--- WHAT TO WORK ON ---
Give the data below back with every "simplified polygon" changed to "rough polygon", leaving everything else the same.

--- PROVIDED RECORDS ---

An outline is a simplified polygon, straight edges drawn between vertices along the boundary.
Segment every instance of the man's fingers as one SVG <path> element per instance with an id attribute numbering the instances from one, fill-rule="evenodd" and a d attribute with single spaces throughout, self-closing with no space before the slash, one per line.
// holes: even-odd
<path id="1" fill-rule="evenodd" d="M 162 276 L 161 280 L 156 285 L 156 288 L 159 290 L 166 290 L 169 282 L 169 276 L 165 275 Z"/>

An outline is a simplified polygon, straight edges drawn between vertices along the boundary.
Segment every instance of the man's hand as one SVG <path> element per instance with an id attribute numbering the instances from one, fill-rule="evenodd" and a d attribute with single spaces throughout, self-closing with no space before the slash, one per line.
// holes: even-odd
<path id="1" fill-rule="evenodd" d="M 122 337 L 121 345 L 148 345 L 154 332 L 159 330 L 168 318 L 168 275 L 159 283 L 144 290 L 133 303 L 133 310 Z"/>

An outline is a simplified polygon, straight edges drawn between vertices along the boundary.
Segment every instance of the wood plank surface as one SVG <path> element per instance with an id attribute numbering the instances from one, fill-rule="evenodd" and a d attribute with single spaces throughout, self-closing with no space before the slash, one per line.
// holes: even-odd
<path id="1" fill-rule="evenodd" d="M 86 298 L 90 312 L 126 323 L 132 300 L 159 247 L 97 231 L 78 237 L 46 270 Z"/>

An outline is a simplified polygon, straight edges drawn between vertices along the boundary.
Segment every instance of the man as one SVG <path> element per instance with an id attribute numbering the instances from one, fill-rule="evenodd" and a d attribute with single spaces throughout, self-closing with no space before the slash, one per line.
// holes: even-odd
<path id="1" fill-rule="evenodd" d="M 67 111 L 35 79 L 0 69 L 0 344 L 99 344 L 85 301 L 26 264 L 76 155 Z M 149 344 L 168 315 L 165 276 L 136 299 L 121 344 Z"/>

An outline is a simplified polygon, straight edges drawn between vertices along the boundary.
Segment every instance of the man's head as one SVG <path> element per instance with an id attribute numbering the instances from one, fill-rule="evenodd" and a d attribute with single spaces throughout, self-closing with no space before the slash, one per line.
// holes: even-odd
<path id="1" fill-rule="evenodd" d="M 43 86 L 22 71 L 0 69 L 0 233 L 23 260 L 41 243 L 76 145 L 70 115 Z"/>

--- THE COMPLETED TASK ---
An outline is a rough polygon, straight edges drawn between vertices along the boundary.
Segment every instance of the man's fingers as one SVG <path> element per instance with an id attribute numbering the instances from one, fill-rule="evenodd" and a d attribute with single spaces throughout, self-closing with no space before the slash, one per line.
// holes: even-odd
<path id="1" fill-rule="evenodd" d="M 162 276 L 161 280 L 156 285 L 156 288 L 159 290 L 166 290 L 169 282 L 169 276 L 165 275 Z"/>

An outline is a rough polygon, straight edges drawn between vertices along the boundary.
Segment every instance of the man's hand as one SVG <path> element per instance with an id attribute numbering the instances from one, fill-rule="evenodd" and a d attribute with single spaces throughout, self-closing with no space before the slash, one per line.
// holes: even-odd
<path id="1" fill-rule="evenodd" d="M 122 337 L 121 345 L 148 345 L 154 332 L 159 330 L 168 318 L 168 275 L 159 283 L 144 290 L 133 303 L 133 310 Z"/>

An outline is a rough polygon, straight edges drawn between vertices along the boundary.
Segment every instance of the wood plank surface as one SVG <path> element per instance with an id attribute numbering the instances from one, fill-rule="evenodd" and a d attribute with single spaces throughout, self-closing with no space before the slash, one per line.
// holes: even-odd
<path id="1" fill-rule="evenodd" d="M 86 298 L 90 312 L 126 323 L 132 300 L 159 247 L 97 231 L 78 237 L 46 270 Z"/>

An outline is a rough polygon, straight edges drawn between vertices along the boundary.
Segment every instance of the man as one SVG <path> element per instance with an id attribute numbering the instances from one, fill-rule="evenodd" and a d attribute with single spaces throughout, self-closing with no space before the slash, one per line.
// holes: even-odd
<path id="1" fill-rule="evenodd" d="M 67 111 L 35 79 L 0 69 L 0 344 L 99 344 L 85 301 L 26 264 L 76 155 Z M 149 344 L 168 315 L 165 276 L 136 299 L 121 344 Z"/>

An outline is a rough polygon, straight edges drawn between vertices along the boundary.
Segment every instance of the man's head as one SVG <path> element per instance with an id attribute numbering the instances from one, fill-rule="evenodd" and a d attribute with single spaces throughout, self-closing with no space before the slash, one per line.
// holes: even-odd
<path id="1" fill-rule="evenodd" d="M 43 86 L 22 71 L 0 69 L 0 233 L 23 260 L 41 243 L 76 145 L 70 115 Z"/>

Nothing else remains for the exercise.